**IHRE AUFGABE:**
Schreiben Sie im Text zum Welthandel alles von „Nach Jahrzehnten des“ bis hinunter zu „Entwicklung für Österreich?“ neu und ersetzen Sie dabei „Costa Rica“ durch „Ecuador“.

**AUSGEWÄHLTER TEXT:**
◆ ◆ ◆
Nach Jahrzehnten des Booms und kurzen Krisen verlangsamt sich das Wachstum des Welthandels. Kommt jetzt die Trendwende?


Kleidung aus den USA, Elektrogeräte aus China und tropische Früchte aus Costa Rica: Welche Produkte wir kaufen und welche Lebensmittel wir zu uns nehmen, ist seit einigen Jahrzehnten von einem Phänomen geprägt: Globalisierung. Die Covid-Pandemie, der Krieg in der Ukraine und damit verbundene Lieferkettenprobleme haben jedoch die Kritik am internationalen Handel verstärkt. Befinden wir uns jetzt schon in der Deglobalisierung, und was bedeutet diese Entwicklung für Österreich?

Reden wir über Globalisierung, dann sprechen wir in erster Linie über den weltweiten Anstieg der Warenexporte, der vor allem seit dem Ende des Kalten Kriegs Anfang der 1990er-Jahre zu beobachten ist. Die Produktion und der Import und Export von Waren über Landesgrenzen hinaus wurde durch Staatengemeinschaften wie die Europäische Union und internationale Handelsabkommen, die Importe und Exporte zwischen Wirtschaftsregionen erleichtern, vorangetrieben. Der Nebeneffekt: Die multinationalen Wertschöpfungsketten, etwa bei der Herstellung von Elektrogeräten oder Fahrzeugen, bedeuten nicht nur günstigere Produktion, sondern auch mehr Abhängigkeit von anderen Ländern. Nicht zuletzt verursacht der Transport der Waren über Länder und Kontinente Emissionen und lässt sich nicht mit den Klimazielen vereinbaren. Mit langen Lieferzeiten und steigenden Energiepreisen haben wir die negativen Seiten der Globalisierung in den vergangenen drei Jahren persönlich zu spüren bekommen. Und deshalb wurde der Ruf nach einer regionaleren Wirtschaft lauter. Das neue Lieferkettengesetz der EU verlangt von den Unternehmen mehr Transparenz und Verantwortung bei der Herstellung von Waren. Deshalb setzen immer mehr Unternehmen auf das sogenannte Nearshoring oder Friendshoring. Das Verlagern der Produktion in geografisch näher gelegene Länder wird als Nearshoring bezeichnet, Friendshoring wiederum sind Handelsbeziehungen zwischen Ländern mit ähnlicher politischer Einstellung. So will zum Beispiel der US-amerikanische Halbleiterhersteller Intel in Deutschland rund 30 Milliarden Euro in den Aufbau einer Halbleiterproduktion investieren. Derzeit ist die Chip-Branche stark von Asien abhängig.
◆ ◆ ◆
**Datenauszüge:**
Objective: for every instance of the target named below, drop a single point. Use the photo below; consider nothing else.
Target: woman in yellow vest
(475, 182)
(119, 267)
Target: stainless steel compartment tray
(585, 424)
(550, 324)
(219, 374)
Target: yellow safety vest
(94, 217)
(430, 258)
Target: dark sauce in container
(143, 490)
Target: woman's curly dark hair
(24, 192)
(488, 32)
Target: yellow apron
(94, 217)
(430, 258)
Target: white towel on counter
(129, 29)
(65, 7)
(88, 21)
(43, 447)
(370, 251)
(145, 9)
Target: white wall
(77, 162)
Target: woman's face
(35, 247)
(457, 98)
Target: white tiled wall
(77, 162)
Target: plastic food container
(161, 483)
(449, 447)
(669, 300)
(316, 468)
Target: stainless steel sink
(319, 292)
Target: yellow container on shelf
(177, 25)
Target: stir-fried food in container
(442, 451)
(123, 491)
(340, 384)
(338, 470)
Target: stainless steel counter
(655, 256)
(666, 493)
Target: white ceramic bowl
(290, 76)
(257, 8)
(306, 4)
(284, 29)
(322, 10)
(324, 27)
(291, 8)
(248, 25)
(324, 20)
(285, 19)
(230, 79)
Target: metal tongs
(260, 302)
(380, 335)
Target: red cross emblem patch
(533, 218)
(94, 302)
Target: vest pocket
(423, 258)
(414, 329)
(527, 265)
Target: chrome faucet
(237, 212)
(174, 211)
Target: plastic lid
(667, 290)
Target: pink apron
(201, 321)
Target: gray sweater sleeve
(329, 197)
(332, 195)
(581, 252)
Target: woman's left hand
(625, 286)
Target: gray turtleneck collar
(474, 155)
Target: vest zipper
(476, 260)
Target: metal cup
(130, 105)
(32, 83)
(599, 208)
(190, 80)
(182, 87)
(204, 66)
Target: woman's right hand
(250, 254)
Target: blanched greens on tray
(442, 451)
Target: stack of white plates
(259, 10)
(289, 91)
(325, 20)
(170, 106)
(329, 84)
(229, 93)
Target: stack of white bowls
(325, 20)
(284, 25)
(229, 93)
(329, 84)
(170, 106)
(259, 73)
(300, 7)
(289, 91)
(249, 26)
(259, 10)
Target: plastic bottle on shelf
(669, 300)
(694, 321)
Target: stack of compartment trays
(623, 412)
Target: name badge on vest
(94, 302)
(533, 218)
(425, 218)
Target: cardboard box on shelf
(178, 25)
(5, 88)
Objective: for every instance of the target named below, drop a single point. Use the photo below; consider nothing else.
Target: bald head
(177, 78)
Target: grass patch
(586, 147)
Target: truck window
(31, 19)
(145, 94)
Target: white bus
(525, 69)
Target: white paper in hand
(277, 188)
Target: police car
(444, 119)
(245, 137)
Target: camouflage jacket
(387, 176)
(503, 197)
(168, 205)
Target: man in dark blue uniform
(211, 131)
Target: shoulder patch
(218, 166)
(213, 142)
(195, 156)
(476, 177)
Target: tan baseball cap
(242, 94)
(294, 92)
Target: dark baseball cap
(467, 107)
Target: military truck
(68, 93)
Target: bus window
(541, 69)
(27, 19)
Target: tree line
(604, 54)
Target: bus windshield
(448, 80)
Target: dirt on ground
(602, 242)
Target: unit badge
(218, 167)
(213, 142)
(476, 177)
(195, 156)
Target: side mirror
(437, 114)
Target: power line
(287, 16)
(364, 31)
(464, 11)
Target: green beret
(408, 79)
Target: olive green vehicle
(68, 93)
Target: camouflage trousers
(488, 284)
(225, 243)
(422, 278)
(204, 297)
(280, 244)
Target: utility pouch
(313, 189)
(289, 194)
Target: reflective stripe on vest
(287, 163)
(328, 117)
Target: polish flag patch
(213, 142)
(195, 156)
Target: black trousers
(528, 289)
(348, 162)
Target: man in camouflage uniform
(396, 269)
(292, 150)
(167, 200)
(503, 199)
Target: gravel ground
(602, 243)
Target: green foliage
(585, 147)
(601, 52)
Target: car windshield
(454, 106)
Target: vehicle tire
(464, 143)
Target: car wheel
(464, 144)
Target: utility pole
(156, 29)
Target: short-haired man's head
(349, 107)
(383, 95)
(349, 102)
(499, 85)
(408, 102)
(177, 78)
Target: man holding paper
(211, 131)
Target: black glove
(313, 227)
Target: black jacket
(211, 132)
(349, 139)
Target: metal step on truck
◆ ◆ ◆
**ANTWORTBEREICH:**
Nach Jahrzehnten des Booms und kurzen Krisen verlangsamt sich das Wachstum des Welthandels. Kommt jetzt die Trendwende?


Kleidung aus den USA, Elektrogeräte aus China und tropische Früchte aus Ecuador: Welche Produkte wir kaufen und welche Lebensmittel wir zu uns nehmen, ist seit einigen Jahrzehnten von einem Phänomen geprägt: Globalisierung. Die Covid-Pandemie, der Krieg in der Ukraine und damit verbundene Lieferkettenprobleme haben jedoch die Kritik am internationalen Handel verstärkt. Befinden wir uns jetzt schon in der Deglobalisierung, und was bedeutet diese Entwicklung für Österreich?